* [Required work]: List every line in the rows below that contains the word "wall", matching case exactly.

* [Entries provided]:
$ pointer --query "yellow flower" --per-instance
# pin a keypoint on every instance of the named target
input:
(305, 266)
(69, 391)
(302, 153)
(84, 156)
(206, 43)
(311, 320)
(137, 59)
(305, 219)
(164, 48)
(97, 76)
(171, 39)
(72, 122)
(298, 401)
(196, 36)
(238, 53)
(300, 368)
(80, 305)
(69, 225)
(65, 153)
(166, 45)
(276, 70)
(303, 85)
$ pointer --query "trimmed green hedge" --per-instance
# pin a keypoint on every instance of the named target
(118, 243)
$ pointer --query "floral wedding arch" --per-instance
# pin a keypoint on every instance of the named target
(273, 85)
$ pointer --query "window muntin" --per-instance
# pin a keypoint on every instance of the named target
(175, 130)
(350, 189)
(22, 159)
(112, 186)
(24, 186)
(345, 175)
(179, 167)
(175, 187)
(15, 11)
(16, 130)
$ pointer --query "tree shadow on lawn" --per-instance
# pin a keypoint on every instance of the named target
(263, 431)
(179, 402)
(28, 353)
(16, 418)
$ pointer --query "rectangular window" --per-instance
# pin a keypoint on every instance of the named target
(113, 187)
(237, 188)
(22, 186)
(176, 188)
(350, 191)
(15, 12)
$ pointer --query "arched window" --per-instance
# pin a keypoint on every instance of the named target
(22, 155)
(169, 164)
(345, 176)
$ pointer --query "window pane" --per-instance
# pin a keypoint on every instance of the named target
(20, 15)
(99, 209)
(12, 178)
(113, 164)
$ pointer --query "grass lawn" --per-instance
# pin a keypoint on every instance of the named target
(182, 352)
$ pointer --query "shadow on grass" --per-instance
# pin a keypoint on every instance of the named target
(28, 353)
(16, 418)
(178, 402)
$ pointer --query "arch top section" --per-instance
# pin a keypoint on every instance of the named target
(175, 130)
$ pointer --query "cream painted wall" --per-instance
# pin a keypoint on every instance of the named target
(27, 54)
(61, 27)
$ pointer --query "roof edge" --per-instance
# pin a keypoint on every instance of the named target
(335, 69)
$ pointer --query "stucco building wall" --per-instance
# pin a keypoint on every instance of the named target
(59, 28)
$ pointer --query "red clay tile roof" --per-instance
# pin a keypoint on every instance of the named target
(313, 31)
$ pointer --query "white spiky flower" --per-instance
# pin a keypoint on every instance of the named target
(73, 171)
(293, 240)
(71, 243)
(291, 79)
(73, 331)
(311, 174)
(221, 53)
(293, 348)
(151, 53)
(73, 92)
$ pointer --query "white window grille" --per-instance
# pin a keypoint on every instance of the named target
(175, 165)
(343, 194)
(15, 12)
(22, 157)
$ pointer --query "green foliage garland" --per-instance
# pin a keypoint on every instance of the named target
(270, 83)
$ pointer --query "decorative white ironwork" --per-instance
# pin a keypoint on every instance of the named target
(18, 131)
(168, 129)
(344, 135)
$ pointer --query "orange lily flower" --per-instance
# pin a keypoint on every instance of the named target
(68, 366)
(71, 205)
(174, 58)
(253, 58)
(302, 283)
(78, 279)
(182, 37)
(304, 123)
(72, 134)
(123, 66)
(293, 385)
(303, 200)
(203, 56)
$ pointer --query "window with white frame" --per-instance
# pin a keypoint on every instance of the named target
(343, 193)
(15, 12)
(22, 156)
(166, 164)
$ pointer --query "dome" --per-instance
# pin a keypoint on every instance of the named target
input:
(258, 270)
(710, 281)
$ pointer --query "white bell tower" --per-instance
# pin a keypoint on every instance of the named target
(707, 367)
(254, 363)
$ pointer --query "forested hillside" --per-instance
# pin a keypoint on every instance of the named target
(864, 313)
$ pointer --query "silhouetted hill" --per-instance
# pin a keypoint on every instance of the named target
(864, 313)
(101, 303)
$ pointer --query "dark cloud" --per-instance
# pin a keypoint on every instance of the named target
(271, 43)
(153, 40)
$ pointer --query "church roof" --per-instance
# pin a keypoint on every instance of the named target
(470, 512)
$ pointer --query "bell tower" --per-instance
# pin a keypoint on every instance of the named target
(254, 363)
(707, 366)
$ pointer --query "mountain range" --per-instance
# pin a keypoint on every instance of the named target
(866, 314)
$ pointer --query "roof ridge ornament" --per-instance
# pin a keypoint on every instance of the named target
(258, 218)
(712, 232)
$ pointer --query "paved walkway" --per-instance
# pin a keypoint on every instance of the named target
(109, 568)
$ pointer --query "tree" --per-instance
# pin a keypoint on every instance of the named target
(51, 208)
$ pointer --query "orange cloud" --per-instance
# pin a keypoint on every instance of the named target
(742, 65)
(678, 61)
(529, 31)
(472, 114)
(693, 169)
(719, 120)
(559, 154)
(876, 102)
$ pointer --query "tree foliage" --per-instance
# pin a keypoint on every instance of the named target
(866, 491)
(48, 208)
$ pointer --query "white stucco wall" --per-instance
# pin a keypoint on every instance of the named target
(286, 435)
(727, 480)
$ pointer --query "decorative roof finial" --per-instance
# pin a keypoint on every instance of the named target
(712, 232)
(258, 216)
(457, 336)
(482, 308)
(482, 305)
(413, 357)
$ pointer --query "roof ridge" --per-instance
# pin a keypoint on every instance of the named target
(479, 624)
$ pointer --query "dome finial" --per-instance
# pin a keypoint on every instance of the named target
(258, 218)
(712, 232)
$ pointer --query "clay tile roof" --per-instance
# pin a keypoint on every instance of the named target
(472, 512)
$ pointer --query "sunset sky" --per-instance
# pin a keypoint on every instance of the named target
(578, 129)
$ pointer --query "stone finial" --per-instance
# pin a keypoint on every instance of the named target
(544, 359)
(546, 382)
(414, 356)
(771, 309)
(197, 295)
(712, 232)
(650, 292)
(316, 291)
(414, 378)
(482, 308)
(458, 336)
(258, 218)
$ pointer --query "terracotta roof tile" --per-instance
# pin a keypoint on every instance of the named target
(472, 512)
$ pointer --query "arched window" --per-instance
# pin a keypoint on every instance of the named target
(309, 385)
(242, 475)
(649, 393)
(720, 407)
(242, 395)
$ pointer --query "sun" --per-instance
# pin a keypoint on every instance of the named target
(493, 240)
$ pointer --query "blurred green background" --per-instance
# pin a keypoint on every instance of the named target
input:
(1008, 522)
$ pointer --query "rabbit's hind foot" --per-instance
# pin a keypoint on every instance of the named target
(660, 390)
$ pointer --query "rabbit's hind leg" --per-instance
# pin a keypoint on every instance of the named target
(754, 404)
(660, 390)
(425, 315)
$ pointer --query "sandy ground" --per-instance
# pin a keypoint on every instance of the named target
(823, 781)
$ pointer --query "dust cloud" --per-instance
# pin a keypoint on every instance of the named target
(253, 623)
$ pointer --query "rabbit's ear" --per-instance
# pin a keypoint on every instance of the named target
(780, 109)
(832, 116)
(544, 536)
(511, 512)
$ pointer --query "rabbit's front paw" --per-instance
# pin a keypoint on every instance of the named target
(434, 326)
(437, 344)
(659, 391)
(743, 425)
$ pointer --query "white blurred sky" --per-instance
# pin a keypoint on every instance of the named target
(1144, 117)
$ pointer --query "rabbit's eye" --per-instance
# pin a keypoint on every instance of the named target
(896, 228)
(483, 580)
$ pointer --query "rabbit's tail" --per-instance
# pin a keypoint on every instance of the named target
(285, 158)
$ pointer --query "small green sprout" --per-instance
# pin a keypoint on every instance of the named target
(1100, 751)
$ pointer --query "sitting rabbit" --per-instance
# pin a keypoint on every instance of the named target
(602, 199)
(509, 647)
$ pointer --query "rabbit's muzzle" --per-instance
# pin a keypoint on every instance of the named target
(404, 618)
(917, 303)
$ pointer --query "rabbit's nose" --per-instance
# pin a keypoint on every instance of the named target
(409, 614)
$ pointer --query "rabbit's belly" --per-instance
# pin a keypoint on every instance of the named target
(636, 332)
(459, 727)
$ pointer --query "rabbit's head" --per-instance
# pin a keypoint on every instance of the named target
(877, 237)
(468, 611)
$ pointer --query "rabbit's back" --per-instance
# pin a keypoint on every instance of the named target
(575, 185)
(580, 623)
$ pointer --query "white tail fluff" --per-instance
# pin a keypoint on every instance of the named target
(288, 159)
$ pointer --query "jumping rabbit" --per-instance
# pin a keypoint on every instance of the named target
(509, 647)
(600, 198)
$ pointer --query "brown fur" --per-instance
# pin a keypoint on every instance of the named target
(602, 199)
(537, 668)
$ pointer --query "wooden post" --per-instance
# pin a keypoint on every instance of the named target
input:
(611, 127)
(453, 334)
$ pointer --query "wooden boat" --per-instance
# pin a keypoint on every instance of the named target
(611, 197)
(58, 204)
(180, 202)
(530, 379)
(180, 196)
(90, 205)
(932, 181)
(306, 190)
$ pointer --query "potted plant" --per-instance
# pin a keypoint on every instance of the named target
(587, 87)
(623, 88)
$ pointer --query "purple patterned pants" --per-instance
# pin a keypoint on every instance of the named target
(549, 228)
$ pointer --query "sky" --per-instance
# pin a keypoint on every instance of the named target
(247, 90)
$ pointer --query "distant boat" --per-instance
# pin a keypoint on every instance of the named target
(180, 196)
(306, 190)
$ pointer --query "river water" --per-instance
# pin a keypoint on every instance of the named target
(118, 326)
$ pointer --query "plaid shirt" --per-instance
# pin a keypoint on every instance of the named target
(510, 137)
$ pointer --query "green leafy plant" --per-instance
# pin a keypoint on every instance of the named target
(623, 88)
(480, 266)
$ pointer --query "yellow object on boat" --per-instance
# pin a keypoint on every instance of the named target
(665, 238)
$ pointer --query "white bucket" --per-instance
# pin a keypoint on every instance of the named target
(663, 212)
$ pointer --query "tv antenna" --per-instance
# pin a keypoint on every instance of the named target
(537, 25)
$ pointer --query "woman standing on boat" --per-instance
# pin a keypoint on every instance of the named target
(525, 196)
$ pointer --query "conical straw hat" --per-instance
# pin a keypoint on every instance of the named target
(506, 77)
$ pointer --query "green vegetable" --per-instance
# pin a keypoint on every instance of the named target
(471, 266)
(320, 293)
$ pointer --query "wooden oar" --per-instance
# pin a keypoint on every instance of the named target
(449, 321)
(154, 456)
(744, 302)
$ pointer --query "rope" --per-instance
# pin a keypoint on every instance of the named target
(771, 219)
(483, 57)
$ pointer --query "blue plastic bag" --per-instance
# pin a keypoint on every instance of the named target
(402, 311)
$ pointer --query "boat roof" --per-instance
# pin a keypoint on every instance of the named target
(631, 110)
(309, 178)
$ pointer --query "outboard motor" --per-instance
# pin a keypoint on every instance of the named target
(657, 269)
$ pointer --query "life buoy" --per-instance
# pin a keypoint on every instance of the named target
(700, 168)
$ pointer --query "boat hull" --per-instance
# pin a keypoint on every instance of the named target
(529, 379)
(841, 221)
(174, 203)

* [Expected answer]:
$ pointer --query "cream painted wall" --per-instance
$ pointer --query "stucco building wall" --per-instance
$ pointer --query "white stucco wall" --per-instance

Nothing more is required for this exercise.